#### Material provided

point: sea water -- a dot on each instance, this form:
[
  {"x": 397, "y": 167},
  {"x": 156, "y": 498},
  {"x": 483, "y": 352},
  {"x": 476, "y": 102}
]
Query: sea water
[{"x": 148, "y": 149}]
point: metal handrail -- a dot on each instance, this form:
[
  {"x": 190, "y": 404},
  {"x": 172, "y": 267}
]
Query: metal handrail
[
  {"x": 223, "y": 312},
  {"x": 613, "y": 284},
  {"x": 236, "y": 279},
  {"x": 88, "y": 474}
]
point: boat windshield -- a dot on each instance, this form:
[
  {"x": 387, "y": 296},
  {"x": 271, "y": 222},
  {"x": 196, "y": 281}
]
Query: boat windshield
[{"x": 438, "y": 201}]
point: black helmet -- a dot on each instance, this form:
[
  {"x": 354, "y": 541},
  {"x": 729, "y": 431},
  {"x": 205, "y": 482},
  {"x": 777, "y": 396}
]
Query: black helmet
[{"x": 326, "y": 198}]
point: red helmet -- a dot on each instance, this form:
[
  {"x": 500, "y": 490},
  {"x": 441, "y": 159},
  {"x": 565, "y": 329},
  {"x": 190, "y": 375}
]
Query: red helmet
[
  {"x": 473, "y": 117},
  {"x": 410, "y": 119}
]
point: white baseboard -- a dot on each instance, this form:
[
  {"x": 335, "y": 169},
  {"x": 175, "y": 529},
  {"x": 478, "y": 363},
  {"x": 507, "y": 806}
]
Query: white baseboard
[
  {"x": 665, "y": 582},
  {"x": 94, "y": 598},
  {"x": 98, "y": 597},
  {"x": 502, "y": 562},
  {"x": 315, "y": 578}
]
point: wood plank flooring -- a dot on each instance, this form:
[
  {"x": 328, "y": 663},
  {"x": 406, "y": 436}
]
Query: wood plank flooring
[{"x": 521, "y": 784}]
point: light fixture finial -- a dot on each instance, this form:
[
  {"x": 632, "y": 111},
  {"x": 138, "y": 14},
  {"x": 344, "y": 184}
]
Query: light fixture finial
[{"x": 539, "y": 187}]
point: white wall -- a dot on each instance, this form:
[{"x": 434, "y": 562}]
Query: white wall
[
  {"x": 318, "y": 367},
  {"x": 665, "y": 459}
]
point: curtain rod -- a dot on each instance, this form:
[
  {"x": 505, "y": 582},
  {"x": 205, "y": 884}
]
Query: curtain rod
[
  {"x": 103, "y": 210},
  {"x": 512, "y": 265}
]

#### The problem
Copy out the full material exactly as it appears.

#### Solution to this exercise
point: sea water -- a dot on each instance, this form:
[
  {"x": 397, "y": 167},
  {"x": 156, "y": 498},
  {"x": 483, "y": 352},
  {"x": 476, "y": 102}
]
Query: sea water
[{"x": 148, "y": 149}]
point: metal handrail -- a dot on each instance, this form:
[
  {"x": 190, "y": 404},
  {"x": 172, "y": 267}
]
Query: metal handrail
[
  {"x": 223, "y": 312},
  {"x": 613, "y": 284},
  {"x": 236, "y": 279},
  {"x": 88, "y": 474}
]
point: boat windshield -- a dot on each instance, this form:
[
  {"x": 387, "y": 296},
  {"x": 271, "y": 222},
  {"x": 196, "y": 281}
]
Query: boat windshield
[{"x": 438, "y": 201}]
point: black helmet -- a dot on each instance, this form:
[
  {"x": 354, "y": 541},
  {"x": 729, "y": 431},
  {"x": 205, "y": 482},
  {"x": 777, "y": 396}
]
Query: black helmet
[{"x": 326, "y": 198}]
point: red helmet -- a dot on each instance, this form:
[
  {"x": 500, "y": 490},
  {"x": 441, "y": 159},
  {"x": 565, "y": 329},
  {"x": 190, "y": 375}
]
Query: red helmet
[
  {"x": 473, "y": 117},
  {"x": 410, "y": 119}
]
point: white baseboard -- a dot on each instance, this form:
[
  {"x": 335, "y": 169},
  {"x": 175, "y": 529},
  {"x": 478, "y": 363},
  {"x": 507, "y": 806}
]
Query: white baseboard
[
  {"x": 665, "y": 582},
  {"x": 94, "y": 598},
  {"x": 98, "y": 597},
  {"x": 502, "y": 562},
  {"x": 315, "y": 578}
]
point: wood plank flooring -- a dot on each instance, this form:
[
  {"x": 328, "y": 663},
  {"x": 406, "y": 436}
]
Query: wood plank flooring
[{"x": 521, "y": 784}]
point: light fixture finial -- a dot on each instance, this form:
[
  {"x": 632, "y": 111},
  {"x": 138, "y": 14},
  {"x": 344, "y": 184}
]
Query: light fixture finial
[{"x": 539, "y": 187}]
point: white wall -- a dot on each instance, this form:
[{"x": 434, "y": 562}]
Query: white wall
[
  {"x": 318, "y": 367},
  {"x": 665, "y": 459}
]
point: curtain rod -- a dot on each instance, this form:
[
  {"x": 505, "y": 582},
  {"x": 205, "y": 884}
]
Query: curtain rod
[
  {"x": 103, "y": 210},
  {"x": 512, "y": 265}
]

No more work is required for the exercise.